Données d'annotation de la position des objets —
────────────────
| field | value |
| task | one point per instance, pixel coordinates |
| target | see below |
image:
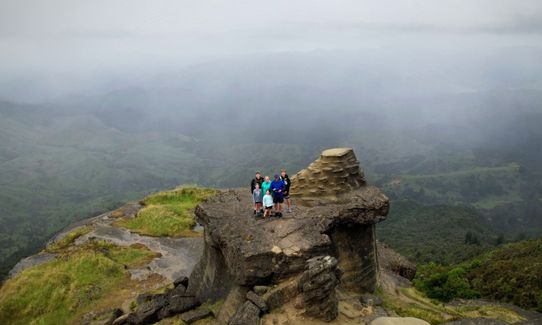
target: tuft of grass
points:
(61, 291)
(68, 239)
(168, 213)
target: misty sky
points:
(61, 42)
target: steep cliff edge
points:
(334, 219)
(320, 264)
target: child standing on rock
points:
(277, 187)
(268, 203)
(257, 198)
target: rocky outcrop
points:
(154, 307)
(317, 286)
(243, 252)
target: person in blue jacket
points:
(277, 188)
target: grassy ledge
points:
(409, 302)
(91, 276)
(68, 239)
(168, 213)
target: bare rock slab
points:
(398, 321)
(247, 314)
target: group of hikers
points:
(270, 195)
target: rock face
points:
(335, 173)
(335, 217)
(317, 286)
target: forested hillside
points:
(216, 123)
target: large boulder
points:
(337, 220)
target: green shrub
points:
(168, 213)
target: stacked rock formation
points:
(297, 257)
(335, 173)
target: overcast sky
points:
(63, 39)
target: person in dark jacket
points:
(286, 193)
(256, 180)
(277, 188)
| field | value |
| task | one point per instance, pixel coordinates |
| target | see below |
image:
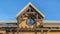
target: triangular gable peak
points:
(26, 7)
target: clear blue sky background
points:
(9, 8)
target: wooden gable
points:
(29, 11)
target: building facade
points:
(30, 21)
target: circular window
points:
(30, 21)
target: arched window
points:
(30, 21)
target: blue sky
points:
(9, 8)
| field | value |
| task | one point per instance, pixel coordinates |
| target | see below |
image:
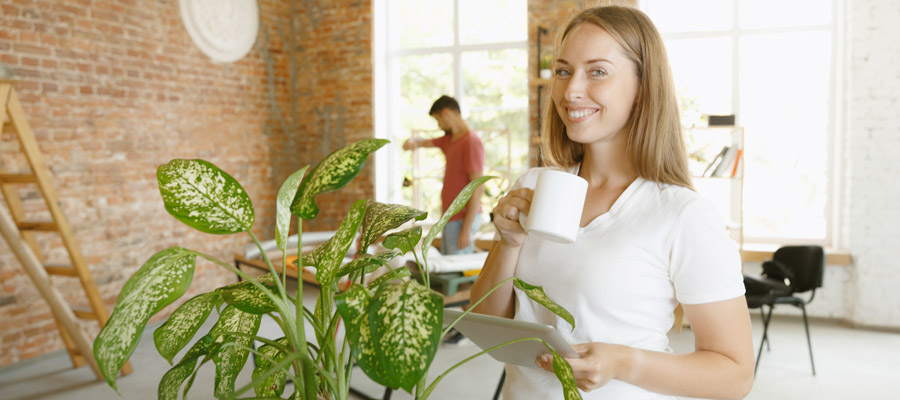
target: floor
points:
(850, 364)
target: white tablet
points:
(487, 331)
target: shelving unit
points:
(726, 190)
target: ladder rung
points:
(48, 226)
(84, 313)
(18, 178)
(66, 270)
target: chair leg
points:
(500, 385)
(766, 318)
(808, 341)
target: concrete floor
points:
(850, 364)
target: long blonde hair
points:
(655, 148)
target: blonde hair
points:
(655, 147)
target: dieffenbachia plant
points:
(392, 329)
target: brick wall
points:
(871, 146)
(115, 88)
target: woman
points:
(647, 241)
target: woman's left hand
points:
(597, 365)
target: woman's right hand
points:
(506, 216)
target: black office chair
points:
(793, 270)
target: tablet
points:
(487, 331)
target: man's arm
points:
(465, 234)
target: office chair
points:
(792, 270)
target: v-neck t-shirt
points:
(658, 245)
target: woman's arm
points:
(503, 257)
(721, 366)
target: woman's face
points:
(596, 84)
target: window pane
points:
(496, 96)
(690, 15)
(491, 21)
(416, 23)
(702, 69)
(785, 110)
(782, 13)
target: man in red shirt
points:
(465, 162)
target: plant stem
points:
(437, 380)
(503, 282)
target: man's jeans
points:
(450, 237)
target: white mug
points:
(556, 207)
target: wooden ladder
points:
(20, 235)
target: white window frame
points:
(834, 190)
(386, 83)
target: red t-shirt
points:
(465, 155)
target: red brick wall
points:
(114, 88)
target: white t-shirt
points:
(658, 245)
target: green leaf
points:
(365, 262)
(283, 207)
(404, 240)
(332, 173)
(327, 256)
(273, 385)
(183, 324)
(204, 197)
(381, 218)
(158, 283)
(174, 378)
(405, 321)
(537, 294)
(458, 203)
(230, 360)
(353, 305)
(566, 376)
(389, 276)
(249, 298)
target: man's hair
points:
(442, 103)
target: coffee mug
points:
(556, 207)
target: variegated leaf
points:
(404, 240)
(174, 378)
(204, 197)
(537, 294)
(230, 360)
(249, 298)
(283, 207)
(183, 324)
(273, 385)
(365, 262)
(406, 323)
(158, 283)
(566, 376)
(458, 204)
(329, 260)
(389, 276)
(381, 218)
(354, 305)
(333, 172)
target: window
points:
(473, 50)
(772, 64)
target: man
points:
(465, 163)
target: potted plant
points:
(386, 348)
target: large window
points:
(772, 64)
(473, 50)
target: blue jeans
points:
(450, 237)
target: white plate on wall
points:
(224, 30)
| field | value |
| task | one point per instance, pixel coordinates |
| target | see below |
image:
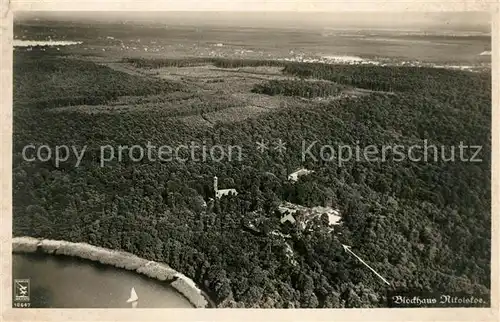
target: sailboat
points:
(133, 298)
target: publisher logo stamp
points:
(21, 290)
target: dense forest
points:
(423, 225)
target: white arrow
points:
(348, 249)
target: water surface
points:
(66, 282)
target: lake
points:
(67, 282)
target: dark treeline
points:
(54, 78)
(302, 88)
(422, 225)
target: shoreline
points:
(119, 259)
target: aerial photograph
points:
(270, 160)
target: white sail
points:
(133, 296)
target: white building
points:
(287, 217)
(223, 192)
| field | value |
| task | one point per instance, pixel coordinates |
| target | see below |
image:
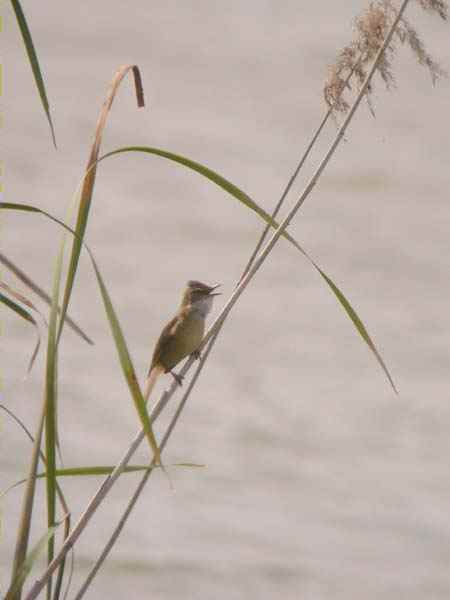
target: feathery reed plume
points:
(371, 27)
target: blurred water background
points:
(320, 482)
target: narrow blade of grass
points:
(23, 530)
(25, 315)
(34, 62)
(34, 287)
(249, 203)
(28, 563)
(127, 366)
(51, 397)
(119, 339)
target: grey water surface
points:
(320, 482)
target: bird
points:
(183, 334)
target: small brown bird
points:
(183, 334)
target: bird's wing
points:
(167, 333)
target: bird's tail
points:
(152, 378)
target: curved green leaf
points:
(119, 339)
(247, 201)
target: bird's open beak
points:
(214, 287)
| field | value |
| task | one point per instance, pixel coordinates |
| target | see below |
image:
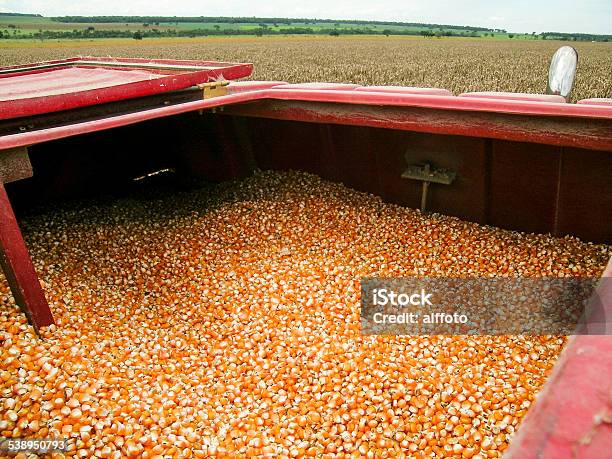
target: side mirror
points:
(562, 72)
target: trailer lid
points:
(52, 86)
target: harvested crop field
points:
(460, 65)
(224, 320)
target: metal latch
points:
(213, 89)
(427, 174)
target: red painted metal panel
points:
(317, 86)
(550, 98)
(242, 86)
(62, 85)
(471, 115)
(406, 90)
(18, 267)
(596, 101)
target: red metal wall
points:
(519, 186)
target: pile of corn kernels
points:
(224, 320)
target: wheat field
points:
(457, 64)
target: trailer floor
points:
(225, 320)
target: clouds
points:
(588, 16)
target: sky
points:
(586, 16)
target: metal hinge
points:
(427, 174)
(213, 89)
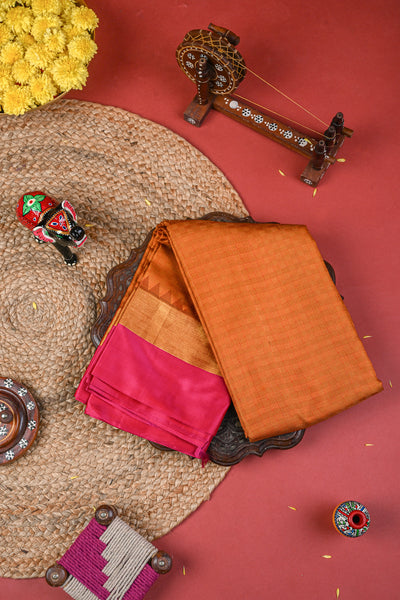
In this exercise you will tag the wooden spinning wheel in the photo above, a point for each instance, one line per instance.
(210, 59)
(224, 67)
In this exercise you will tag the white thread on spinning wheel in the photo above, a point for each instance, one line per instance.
(278, 114)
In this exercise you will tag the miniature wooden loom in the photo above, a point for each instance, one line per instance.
(108, 561)
(210, 59)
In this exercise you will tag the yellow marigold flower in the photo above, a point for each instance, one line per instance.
(19, 19)
(17, 100)
(6, 4)
(5, 34)
(69, 73)
(84, 17)
(26, 39)
(83, 48)
(42, 88)
(71, 32)
(41, 7)
(11, 52)
(22, 71)
(55, 40)
(43, 23)
(5, 77)
(39, 55)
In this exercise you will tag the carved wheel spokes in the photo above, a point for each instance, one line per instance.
(226, 65)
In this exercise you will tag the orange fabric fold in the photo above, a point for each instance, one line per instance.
(275, 326)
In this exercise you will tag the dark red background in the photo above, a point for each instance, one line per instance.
(246, 542)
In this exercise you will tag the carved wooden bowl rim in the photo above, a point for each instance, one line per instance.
(19, 432)
(229, 446)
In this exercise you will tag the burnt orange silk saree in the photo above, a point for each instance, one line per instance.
(252, 309)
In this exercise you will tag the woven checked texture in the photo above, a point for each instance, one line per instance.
(123, 175)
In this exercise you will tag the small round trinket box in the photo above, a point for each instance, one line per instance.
(351, 518)
(19, 420)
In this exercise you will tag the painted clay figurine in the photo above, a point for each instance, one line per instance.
(51, 222)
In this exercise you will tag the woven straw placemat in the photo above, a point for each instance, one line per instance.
(123, 174)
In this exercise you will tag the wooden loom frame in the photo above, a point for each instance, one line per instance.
(210, 59)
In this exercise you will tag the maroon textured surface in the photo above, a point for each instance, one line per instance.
(246, 542)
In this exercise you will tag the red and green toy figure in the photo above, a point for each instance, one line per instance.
(351, 518)
(51, 222)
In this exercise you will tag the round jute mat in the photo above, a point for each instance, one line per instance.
(123, 174)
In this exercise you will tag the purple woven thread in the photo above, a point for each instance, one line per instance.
(83, 559)
(142, 584)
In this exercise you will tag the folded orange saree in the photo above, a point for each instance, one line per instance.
(255, 304)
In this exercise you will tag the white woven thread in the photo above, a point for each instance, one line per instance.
(127, 553)
(77, 590)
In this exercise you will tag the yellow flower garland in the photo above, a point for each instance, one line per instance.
(45, 48)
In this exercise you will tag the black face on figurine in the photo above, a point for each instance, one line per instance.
(51, 222)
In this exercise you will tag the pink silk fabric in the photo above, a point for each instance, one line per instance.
(135, 386)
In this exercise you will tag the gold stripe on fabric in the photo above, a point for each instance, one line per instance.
(169, 329)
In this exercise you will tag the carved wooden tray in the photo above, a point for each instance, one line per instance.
(229, 446)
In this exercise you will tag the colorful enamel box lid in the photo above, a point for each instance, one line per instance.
(351, 518)
(32, 206)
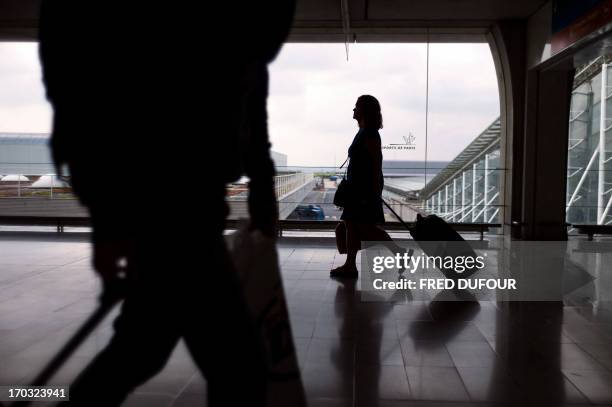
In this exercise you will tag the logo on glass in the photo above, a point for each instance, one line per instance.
(408, 144)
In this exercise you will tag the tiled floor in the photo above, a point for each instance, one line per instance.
(351, 353)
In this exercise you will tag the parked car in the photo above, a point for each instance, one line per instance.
(308, 212)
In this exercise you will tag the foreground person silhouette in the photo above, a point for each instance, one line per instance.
(135, 89)
(362, 215)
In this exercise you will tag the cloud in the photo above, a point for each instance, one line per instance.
(23, 107)
(314, 88)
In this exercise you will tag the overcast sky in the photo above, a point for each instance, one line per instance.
(313, 91)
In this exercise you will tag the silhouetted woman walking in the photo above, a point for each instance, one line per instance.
(364, 212)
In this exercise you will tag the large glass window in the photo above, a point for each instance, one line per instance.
(589, 183)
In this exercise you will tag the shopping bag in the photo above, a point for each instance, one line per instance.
(256, 261)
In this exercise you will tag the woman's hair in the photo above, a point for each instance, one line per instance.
(370, 108)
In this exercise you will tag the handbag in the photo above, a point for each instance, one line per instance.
(343, 192)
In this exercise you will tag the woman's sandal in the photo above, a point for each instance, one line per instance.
(344, 272)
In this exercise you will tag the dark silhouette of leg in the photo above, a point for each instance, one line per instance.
(225, 345)
(353, 244)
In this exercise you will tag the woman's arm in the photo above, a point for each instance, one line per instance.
(373, 148)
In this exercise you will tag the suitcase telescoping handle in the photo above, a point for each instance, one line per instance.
(113, 293)
(396, 215)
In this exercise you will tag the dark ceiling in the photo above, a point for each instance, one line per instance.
(322, 20)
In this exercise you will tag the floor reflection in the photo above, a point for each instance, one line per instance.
(351, 352)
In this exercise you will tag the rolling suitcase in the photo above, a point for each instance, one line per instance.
(437, 238)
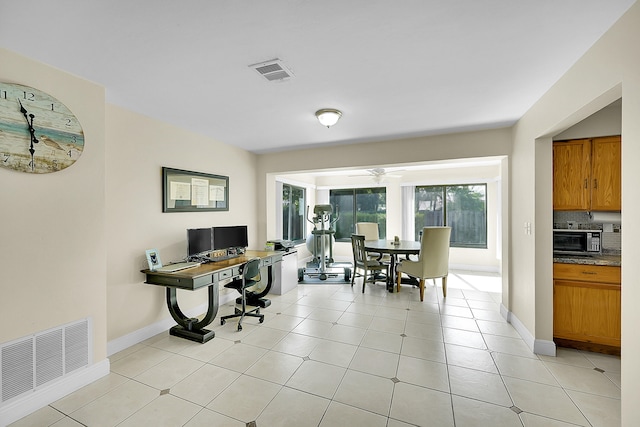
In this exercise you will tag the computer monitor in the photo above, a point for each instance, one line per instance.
(199, 241)
(230, 237)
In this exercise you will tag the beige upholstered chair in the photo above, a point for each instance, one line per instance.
(370, 231)
(362, 262)
(433, 259)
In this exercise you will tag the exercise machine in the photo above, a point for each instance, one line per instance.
(320, 243)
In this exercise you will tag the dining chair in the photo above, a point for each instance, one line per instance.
(362, 262)
(370, 231)
(433, 259)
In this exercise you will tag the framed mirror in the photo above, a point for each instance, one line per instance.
(187, 191)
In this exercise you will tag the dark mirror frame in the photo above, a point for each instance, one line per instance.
(187, 191)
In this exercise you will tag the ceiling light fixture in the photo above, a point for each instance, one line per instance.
(328, 116)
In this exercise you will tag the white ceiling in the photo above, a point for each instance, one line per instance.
(395, 69)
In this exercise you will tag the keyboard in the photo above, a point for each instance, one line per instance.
(172, 268)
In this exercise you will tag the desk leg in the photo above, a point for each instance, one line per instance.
(192, 328)
(391, 278)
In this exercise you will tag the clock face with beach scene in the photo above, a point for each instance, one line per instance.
(38, 133)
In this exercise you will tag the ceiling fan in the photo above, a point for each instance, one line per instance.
(379, 174)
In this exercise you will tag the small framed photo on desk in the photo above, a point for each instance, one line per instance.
(153, 259)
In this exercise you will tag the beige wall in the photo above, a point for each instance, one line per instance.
(53, 244)
(609, 70)
(75, 239)
(137, 149)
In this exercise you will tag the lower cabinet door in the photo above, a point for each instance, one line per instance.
(588, 312)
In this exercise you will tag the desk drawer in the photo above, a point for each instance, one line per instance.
(225, 274)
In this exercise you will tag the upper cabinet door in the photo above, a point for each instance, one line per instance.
(606, 157)
(571, 169)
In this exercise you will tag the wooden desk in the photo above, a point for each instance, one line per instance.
(209, 275)
(404, 247)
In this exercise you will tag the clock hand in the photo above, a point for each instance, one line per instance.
(32, 131)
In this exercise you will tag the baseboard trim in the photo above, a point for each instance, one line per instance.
(23, 406)
(473, 267)
(135, 337)
(537, 346)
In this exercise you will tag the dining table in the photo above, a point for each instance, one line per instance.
(394, 249)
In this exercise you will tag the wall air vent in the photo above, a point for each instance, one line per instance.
(34, 361)
(273, 70)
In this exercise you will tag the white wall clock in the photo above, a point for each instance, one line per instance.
(38, 133)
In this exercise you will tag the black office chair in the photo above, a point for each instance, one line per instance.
(250, 272)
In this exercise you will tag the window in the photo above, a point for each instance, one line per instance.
(358, 205)
(462, 207)
(293, 205)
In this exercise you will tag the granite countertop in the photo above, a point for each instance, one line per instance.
(611, 259)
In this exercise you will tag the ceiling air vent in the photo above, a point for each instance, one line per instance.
(273, 70)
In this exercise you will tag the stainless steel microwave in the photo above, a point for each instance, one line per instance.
(577, 242)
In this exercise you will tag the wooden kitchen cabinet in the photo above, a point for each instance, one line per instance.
(586, 307)
(606, 179)
(587, 174)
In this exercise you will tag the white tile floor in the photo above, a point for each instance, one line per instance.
(328, 355)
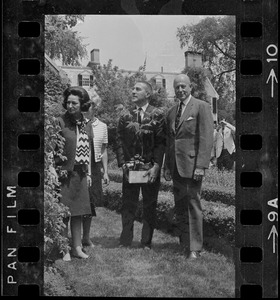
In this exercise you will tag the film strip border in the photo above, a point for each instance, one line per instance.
(256, 162)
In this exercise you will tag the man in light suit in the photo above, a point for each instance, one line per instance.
(189, 126)
(224, 146)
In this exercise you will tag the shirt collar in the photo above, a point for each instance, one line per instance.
(144, 108)
(185, 102)
(95, 122)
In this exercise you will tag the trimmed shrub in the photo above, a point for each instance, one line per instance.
(210, 191)
(218, 217)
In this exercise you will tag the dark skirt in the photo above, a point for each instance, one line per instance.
(95, 191)
(75, 194)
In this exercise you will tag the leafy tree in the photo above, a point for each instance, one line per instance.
(114, 87)
(54, 211)
(61, 42)
(215, 39)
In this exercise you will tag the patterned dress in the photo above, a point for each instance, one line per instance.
(74, 188)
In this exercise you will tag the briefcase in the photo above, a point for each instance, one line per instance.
(137, 176)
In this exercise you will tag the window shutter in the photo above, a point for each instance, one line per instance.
(91, 80)
(80, 80)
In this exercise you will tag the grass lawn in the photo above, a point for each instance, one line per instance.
(163, 271)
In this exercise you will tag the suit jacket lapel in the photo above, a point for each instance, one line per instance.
(173, 116)
(187, 112)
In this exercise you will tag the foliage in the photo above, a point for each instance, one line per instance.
(215, 187)
(215, 38)
(114, 87)
(54, 211)
(219, 216)
(61, 42)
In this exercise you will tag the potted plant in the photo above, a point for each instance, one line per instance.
(136, 166)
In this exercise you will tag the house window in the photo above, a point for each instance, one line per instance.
(164, 83)
(85, 80)
(160, 82)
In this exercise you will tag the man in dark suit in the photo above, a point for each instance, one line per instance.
(189, 126)
(151, 148)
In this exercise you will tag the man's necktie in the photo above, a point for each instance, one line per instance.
(139, 115)
(178, 116)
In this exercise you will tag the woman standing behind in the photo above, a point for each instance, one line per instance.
(77, 132)
(99, 160)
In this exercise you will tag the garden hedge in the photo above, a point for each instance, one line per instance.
(210, 192)
(218, 217)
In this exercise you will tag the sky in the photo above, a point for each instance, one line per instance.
(128, 39)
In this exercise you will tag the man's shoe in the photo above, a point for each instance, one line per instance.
(123, 246)
(194, 255)
(146, 247)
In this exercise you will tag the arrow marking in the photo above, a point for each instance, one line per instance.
(273, 77)
(273, 232)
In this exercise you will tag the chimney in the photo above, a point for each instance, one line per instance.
(193, 59)
(94, 56)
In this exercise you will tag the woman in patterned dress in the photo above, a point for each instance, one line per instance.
(77, 132)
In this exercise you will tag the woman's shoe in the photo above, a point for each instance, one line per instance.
(77, 252)
(66, 257)
(88, 243)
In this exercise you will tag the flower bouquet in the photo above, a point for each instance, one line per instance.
(136, 170)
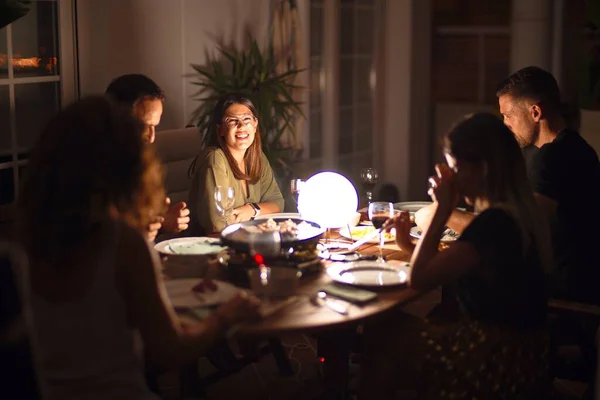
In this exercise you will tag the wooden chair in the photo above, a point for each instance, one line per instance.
────────────────
Transcris en liste JSON de chaînes, une chaîne par ligne, les lignes des enregistrements depuis celle qui contient « In this exercise you will tag the flower » jusqu'à la fin, bornes comprises. Omets les lignes vides et laisse les images de côté.

RÉPONSE FINALE —
[
  "In this exercise you will tag the flower bouquet in the photo above, a point for each instance, one line per instance.",
  "(136, 170)",
  "In this exercise you will tag the wooden chair in the photo above, a point for each instance, one line per instance."
]